**WHAT TO WORK ON**
Lay out every row below as a Markdown table with two columns, Number and Line, giving each line its own number and skipping blank lines. Leave the pictures out of the table.

**SUPPLIED RECORDS**
[BEGIN]

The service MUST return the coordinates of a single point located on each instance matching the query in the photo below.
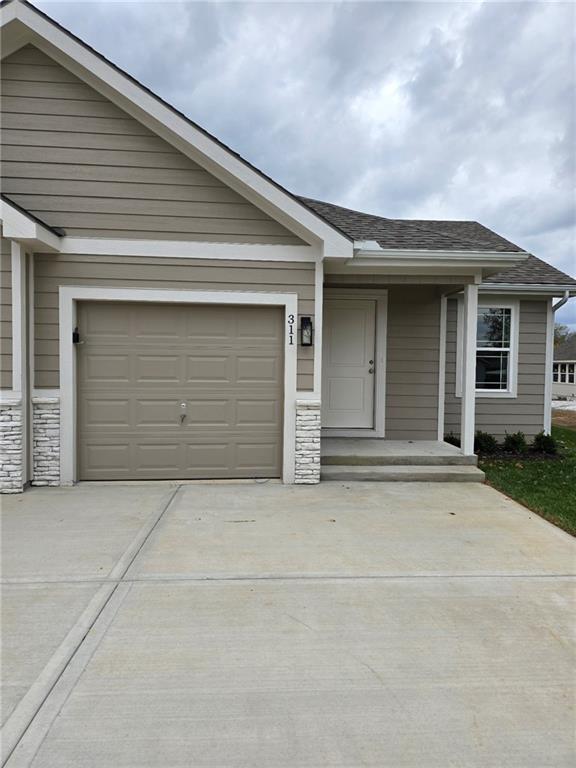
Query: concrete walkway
(227, 625)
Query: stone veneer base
(11, 475)
(308, 423)
(46, 441)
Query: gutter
(540, 288)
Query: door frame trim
(67, 302)
(380, 296)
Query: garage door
(179, 391)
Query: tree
(561, 334)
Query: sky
(462, 110)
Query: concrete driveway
(257, 625)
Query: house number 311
(291, 330)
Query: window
(493, 348)
(496, 349)
(564, 373)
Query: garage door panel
(258, 413)
(256, 369)
(102, 413)
(158, 457)
(152, 369)
(107, 457)
(210, 412)
(257, 457)
(222, 362)
(257, 323)
(104, 367)
(207, 368)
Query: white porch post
(468, 416)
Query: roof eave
(539, 288)
(25, 229)
(22, 24)
(488, 262)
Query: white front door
(348, 363)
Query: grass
(546, 486)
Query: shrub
(544, 443)
(515, 442)
(485, 443)
(452, 439)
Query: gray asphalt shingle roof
(433, 235)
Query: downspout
(561, 302)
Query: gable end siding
(77, 161)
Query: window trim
(565, 369)
(514, 306)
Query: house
(169, 311)
(564, 369)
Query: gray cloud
(425, 110)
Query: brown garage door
(179, 391)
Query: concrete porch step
(406, 474)
(375, 452)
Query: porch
(350, 458)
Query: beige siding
(77, 161)
(52, 271)
(500, 415)
(5, 315)
(412, 363)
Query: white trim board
(442, 366)
(25, 24)
(548, 382)
(188, 249)
(70, 295)
(506, 303)
(381, 299)
(17, 225)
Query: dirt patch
(564, 419)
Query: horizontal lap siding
(78, 162)
(412, 363)
(500, 415)
(5, 315)
(53, 271)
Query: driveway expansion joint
(21, 721)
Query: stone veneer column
(46, 441)
(307, 469)
(11, 469)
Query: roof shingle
(418, 234)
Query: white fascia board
(543, 289)
(24, 229)
(186, 249)
(410, 257)
(175, 128)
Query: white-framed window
(497, 328)
(564, 372)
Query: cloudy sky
(462, 110)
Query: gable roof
(32, 25)
(412, 233)
(433, 235)
(532, 271)
(566, 350)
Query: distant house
(564, 369)
(170, 312)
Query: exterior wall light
(306, 332)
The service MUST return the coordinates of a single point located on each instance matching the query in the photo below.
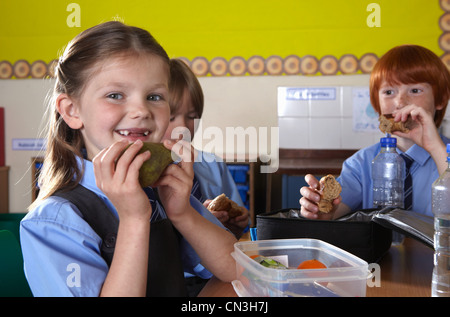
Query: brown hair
(410, 64)
(182, 78)
(77, 63)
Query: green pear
(152, 169)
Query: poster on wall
(365, 119)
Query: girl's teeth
(126, 133)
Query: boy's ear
(69, 111)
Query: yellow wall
(234, 37)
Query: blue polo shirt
(62, 252)
(356, 178)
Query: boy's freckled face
(396, 96)
(125, 98)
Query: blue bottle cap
(392, 142)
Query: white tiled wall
(321, 124)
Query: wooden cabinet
(4, 189)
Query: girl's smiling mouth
(134, 134)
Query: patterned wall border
(255, 65)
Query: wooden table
(405, 272)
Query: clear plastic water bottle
(440, 285)
(388, 172)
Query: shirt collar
(418, 154)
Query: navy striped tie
(196, 191)
(408, 182)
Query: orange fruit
(311, 264)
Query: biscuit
(388, 125)
(330, 190)
(223, 203)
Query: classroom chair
(12, 278)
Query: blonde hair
(94, 45)
(183, 79)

[END]

**ANSWER TO THE EXERCISE**
| Number | Line |
|---|---|
| 1 | The service MUST return the coordinates of a single point located on each instance matching the query in the photo below. |
| 2 | Query: concrete walkway |
| 3 | (227, 625) |
| 4 | Query: stone veneer base |
| 5 | (11, 475) |
| 6 | (308, 423) |
| 7 | (46, 441) |
| 8 | Query: gutter |
| 9 | (540, 288) |
| 10 | Query: door frame trim |
| 11 | (67, 302) |
| 12 | (380, 296) |
| 13 | Query: garage door |
| 14 | (179, 391) |
| 15 | Query: tree |
| 16 | (561, 334) |
| 17 | Query: sky |
| 18 | (462, 110) |
| 19 | Query: concrete driveway |
| 20 | (257, 625) |
| 21 | Query: house number 311 |
| 22 | (291, 330) |
| 23 | Query: window |
| 24 | (493, 348) |
| 25 | (496, 349) |
| 26 | (564, 373) |
| 27 | Query: garage door panel |
| 28 | (258, 413) |
| 29 | (256, 369) |
| 30 | (102, 413) |
| 31 | (158, 457) |
| 32 | (152, 369) |
| 33 | (107, 457) |
| 34 | (210, 412) |
| 35 | (257, 457) |
| 36 | (222, 362) |
| 37 | (257, 323) |
| 38 | (104, 367) |
| 39 | (207, 368) |
| 40 | Query: white porch post |
| 41 | (468, 416) |
| 42 | Query: roof eave |
| 43 | (539, 288) |
| 44 | (25, 229) |
| 45 | (22, 24) |
| 46 | (488, 262) |
| 47 | Query: white front door |
| 48 | (348, 363) |
| 49 | Query: grass |
| 50 | (546, 486) |
| 51 | Query: shrub |
| 52 | (544, 443) |
| 53 | (515, 442) |
| 54 | (485, 443) |
| 55 | (452, 439) |
| 56 | Query: gray asphalt shingle roof |
| 57 | (433, 235) |
| 58 | Query: downspout |
| 59 | (561, 302) |
| 60 | Query: gable end siding |
| 61 | (77, 161) |
| 62 | Query: window trim |
| 63 | (565, 369) |
| 64 | (514, 306) |
| 65 | Query: house |
| 66 | (169, 311) |
| 67 | (564, 369) |
| 68 | Query: gray cloud |
| 69 | (425, 110) |
| 70 | Query: brown garage door |
| 71 | (179, 391) |
| 72 | Query: concrete porch step |
| 73 | (406, 474) |
| 74 | (375, 452) |
| 75 | Query: porch |
| 76 | (350, 458) |
| 77 | Query: beige siding |
| 78 | (77, 161) |
| 79 | (52, 271) |
| 80 | (500, 415) |
| 81 | (5, 315) |
| 82 | (412, 363) |
| 83 | Query: white trim board |
| 84 | (442, 366) |
| 85 | (25, 24) |
| 86 | (548, 382) |
| 87 | (188, 249) |
| 88 | (70, 295) |
| 89 | (506, 303) |
| 90 | (381, 299) |
| 91 | (17, 225) |
| 92 | Query: dirt patch |
| 93 | (564, 419) |
| 94 | Query: horizontal lap siding |
| 95 | (78, 162) |
| 96 | (412, 363) |
| 97 | (500, 415) |
| 98 | (5, 315) |
| 99 | (53, 271) |
| 100 | Query: driveway expansion joint |
| 101 | (21, 721) |
| 102 | Query: stone veneer column |
| 103 | (46, 441) |
| 104 | (307, 469) |
| 105 | (11, 469) |
| 106 | Query: roof shingle |
| 107 | (418, 234) |
| 108 | Query: white fascia board |
| 109 | (543, 289) |
| 110 | (24, 229) |
| 111 | (186, 249) |
| 112 | (410, 257) |
| 113 | (175, 128) |
| 114 | Query: white-framed window |
| 115 | (497, 328) |
| 116 | (564, 372) |
| 117 | Query: cloudy sky |
| 118 | (462, 110) |
| 119 | Query: gable roof |
| 120 | (32, 25) |
| 121 | (412, 233) |
| 122 | (433, 235) |
| 123 | (532, 271) |
| 124 | (566, 350) |
| 125 | Query: distant house |
| 126 | (564, 369) |
| 127 | (170, 312) |
| 128 | Query: exterior wall light |
| 129 | (306, 332) |
| 130 | The service MUST return the coordinates of a single point located on each instance matching the query in the photo below. |
| 131 | Query: brown hair |
| 132 | (410, 64) |
| 133 | (182, 78) |
| 134 | (77, 63) |
| 135 | Query: green pear |
| 136 | (152, 169) |
| 137 | Query: poster on wall |
| 138 | (365, 119) |
| 139 | Query: girl's teeth |
| 140 | (126, 133) |
| 141 | Query: boy's ear |
| 142 | (69, 111) |
| 143 | Query: yellow wall |
| 144 | (234, 37) |
| 145 | Query: blue polo shirt |
| 146 | (62, 252) |
| 147 | (356, 178) |
| 148 | Query: boy's freckled face |
| 149 | (396, 96) |
| 150 | (125, 98) |
| 151 | Query: blue bottle cap |
| 152 | (392, 142) |
| 153 | Query: white tiled wall |
| 154 | (321, 124) |
| 155 | Query: wooden cabinet |
| 156 | (4, 189) |
| 157 | Query: girl's smiling mouth |
| 158 | (134, 134) |
| 159 | Query: patterned wall border |
| 160 | (255, 65) |
| 161 | Query: wooden table |
| 162 | (405, 272) |
| 163 | Query: clear plastic water bottle |
| 164 | (440, 285) |
| 165 | (388, 172) |
| 166 | Query: shirt collar |
| 167 | (418, 154) |
| 168 | Query: navy striped tie |
| 169 | (196, 191) |
| 170 | (408, 182) |
| 171 | Query: orange fruit |
| 172 | (311, 264) |
| 173 | Query: biscuit |
| 174 | (388, 125) |
| 175 | (330, 190) |
| 176 | (223, 203) |
| 177 | Query: classroom chair |
| 178 | (12, 278) |
| 179 | Query: blonde hair |
| 180 | (94, 45) |
| 181 | (183, 79) |